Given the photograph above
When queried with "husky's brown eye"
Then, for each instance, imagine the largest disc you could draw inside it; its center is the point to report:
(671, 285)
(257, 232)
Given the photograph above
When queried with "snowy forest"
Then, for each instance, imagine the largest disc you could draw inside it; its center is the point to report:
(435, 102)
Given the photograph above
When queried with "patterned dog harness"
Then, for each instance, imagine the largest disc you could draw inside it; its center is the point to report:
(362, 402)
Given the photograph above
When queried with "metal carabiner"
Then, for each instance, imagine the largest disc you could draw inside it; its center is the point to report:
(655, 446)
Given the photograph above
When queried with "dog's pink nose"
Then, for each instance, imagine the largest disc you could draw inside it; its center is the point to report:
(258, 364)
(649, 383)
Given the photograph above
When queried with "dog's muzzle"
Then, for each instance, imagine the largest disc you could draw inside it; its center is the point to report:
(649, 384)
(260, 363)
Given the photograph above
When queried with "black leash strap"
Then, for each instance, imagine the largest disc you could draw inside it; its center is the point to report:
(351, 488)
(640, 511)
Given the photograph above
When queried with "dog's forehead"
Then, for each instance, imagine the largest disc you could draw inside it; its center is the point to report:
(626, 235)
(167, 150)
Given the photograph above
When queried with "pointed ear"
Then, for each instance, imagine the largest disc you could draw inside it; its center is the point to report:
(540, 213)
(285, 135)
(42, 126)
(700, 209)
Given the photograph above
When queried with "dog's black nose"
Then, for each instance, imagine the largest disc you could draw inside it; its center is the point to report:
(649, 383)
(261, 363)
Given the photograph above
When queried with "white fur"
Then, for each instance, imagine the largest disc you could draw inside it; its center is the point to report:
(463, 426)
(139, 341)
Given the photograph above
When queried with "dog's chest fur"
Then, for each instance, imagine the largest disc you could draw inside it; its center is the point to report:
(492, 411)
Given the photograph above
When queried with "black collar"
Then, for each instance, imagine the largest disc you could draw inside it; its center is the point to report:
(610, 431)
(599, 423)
◇ ◇ ◇ ◇ ◇
» **TASK DIRECTIONS**
Set the entries down again, unchanged and complete.

» **ANSWER BOX**
Given the photograph above
When queried with "husky's brown eye"
Then, for each instance, imagine the largest disc you could draw inside it; its center is the point to report:
(671, 285)
(257, 232)
Given the photograph above
When queried with "snowy forest"
Then, for each instance, imagine the largest disc you could draw inside it; its center is the point to report:
(435, 102)
Given the photograph above
When queried with "patterned dog harness"
Then, for each instance, imagine the largest disc you could draw inside it; its center is the point to report:
(362, 402)
Given the photograph above
When queried with "metal carabiner"
Then, for each instance, imagine the largest disc you could draw inside it; its center is the point to report:
(655, 446)
Given the photograph above
When queried with "dog's pink nose"
Then, for each instance, imagine the largest disc you could draw inside it; its center is the point to report:
(258, 364)
(649, 383)
Given the photograph above
When queried with "dog's muzzle"
Then, for each instance, imagine the largest disc you could draw inside it; its center is the point to report:
(649, 384)
(260, 363)
Given the photograph above
When queried with "black leash strap"
Then, for each instance, imagine the largest disc you could draw inside it; its center is the point to report:
(351, 488)
(640, 511)
Given the photograph above
When queried with "dog's forehead"
Then, for each instance, imagine the largest disc you could draw inside it; its center is the point to report:
(626, 235)
(167, 150)
Given the photograph above
When queried with "pointed ear"
Then, for each instance, imagine the largest disc you could draw inside it; its center is the point to report:
(540, 213)
(285, 135)
(42, 126)
(700, 209)
Given the photograph above
When queried with "dog's black nose"
Then, for each instance, imagine the largest disc you could draw inside it; its center is the point to report:
(649, 383)
(261, 363)
Given the photograph above
When queried with "white fur"
Then, for each instance, imagine the largest disc you could draw inside it; its center is the point to report:
(463, 426)
(139, 341)
Given the photograph above
When queried with "dog's chest fur"
Then, for each instance, imagine the largest disc you could draw inside it; its center is the point to report:
(492, 411)
Given the photograph above
When queried with "black collar"
Then, for each instance, imagine the largest disc you could draw inside it; its center is the point to report:
(610, 431)
(599, 423)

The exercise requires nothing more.